▸ **Task statement**
Quote the listing below in its entirety.

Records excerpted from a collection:
------------------------------------------------

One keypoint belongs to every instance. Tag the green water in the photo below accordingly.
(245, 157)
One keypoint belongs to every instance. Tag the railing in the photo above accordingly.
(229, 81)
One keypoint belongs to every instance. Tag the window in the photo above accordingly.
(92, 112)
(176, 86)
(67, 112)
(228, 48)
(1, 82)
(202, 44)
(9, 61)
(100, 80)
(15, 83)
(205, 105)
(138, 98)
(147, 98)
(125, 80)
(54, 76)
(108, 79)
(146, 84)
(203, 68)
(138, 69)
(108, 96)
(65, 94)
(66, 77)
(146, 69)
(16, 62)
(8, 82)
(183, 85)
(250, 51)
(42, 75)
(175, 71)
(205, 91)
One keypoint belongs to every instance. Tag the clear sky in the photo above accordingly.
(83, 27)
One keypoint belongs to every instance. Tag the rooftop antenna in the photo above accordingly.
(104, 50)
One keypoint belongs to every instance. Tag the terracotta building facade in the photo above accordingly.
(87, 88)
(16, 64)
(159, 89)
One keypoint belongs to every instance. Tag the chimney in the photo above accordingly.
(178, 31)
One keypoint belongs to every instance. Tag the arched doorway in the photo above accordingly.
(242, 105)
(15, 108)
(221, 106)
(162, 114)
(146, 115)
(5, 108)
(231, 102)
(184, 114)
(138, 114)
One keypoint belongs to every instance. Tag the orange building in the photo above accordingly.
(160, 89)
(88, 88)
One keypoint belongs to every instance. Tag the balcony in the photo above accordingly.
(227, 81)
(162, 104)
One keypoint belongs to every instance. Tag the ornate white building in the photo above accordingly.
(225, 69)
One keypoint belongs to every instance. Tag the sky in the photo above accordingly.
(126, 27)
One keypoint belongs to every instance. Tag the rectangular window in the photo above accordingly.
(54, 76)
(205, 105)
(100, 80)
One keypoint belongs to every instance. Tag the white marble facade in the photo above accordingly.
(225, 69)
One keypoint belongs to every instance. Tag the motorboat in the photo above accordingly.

------------------------------------------------

▸ **Answer to this problem**
One keypoint belongs to every instance. Tag the green water in the photo below accordingly.
(245, 157)
One keypoint belongs to every instance. Tag the railing in the photo above accordingly.
(229, 81)
One keypoint belongs to every instance. Tag the window in the photo above accordingly.
(92, 112)
(176, 86)
(67, 112)
(228, 48)
(1, 82)
(202, 44)
(9, 61)
(100, 80)
(15, 83)
(205, 105)
(138, 98)
(147, 98)
(125, 80)
(54, 76)
(108, 79)
(146, 84)
(203, 68)
(138, 69)
(108, 96)
(65, 94)
(66, 77)
(146, 69)
(16, 62)
(8, 82)
(183, 85)
(250, 51)
(42, 75)
(175, 71)
(205, 91)
One keypoint belongs to every instance. Tag the clear sky in the photo above accordingly.
(83, 27)
One keypoint belongs to every instance. Tag the rooftop antenna in the photo above accordingly.
(104, 50)
One keypoint belongs to every instance. Tag the terracotta building facade in the photo above accordingly.
(87, 88)
(16, 64)
(159, 89)
One keypoint belongs to every instance. Tag the chimney in the photo above accordingly.
(178, 31)
One keypoint belongs to every instance. Tag the arched doorway in the photo above accordingly.
(242, 105)
(15, 108)
(221, 106)
(162, 114)
(146, 115)
(5, 108)
(231, 102)
(184, 114)
(138, 114)
One keypoint belongs to every instance. Tag the orange building in the photo above accordingly.
(160, 89)
(88, 88)
One keypoint belongs to every instance. Tag the balcony in the photo above accordingly.
(227, 81)
(162, 104)
One keypoint belongs to every instance. Tag the ornate white building in the photo above accordingly.
(225, 69)
One keypoint belongs to every instance. Tag the sky in the photo above accordingly.
(126, 27)
One keypoint belongs to every instance. Tag the rectangular window in the photo above accordingly.
(54, 76)
(205, 105)
(100, 80)
One keypoint belongs to every instance. Tag the white marble facade in the photo above accordingly.
(225, 69)
One keypoint belongs to every instance. Tag the motorboat in the photo above accordingly.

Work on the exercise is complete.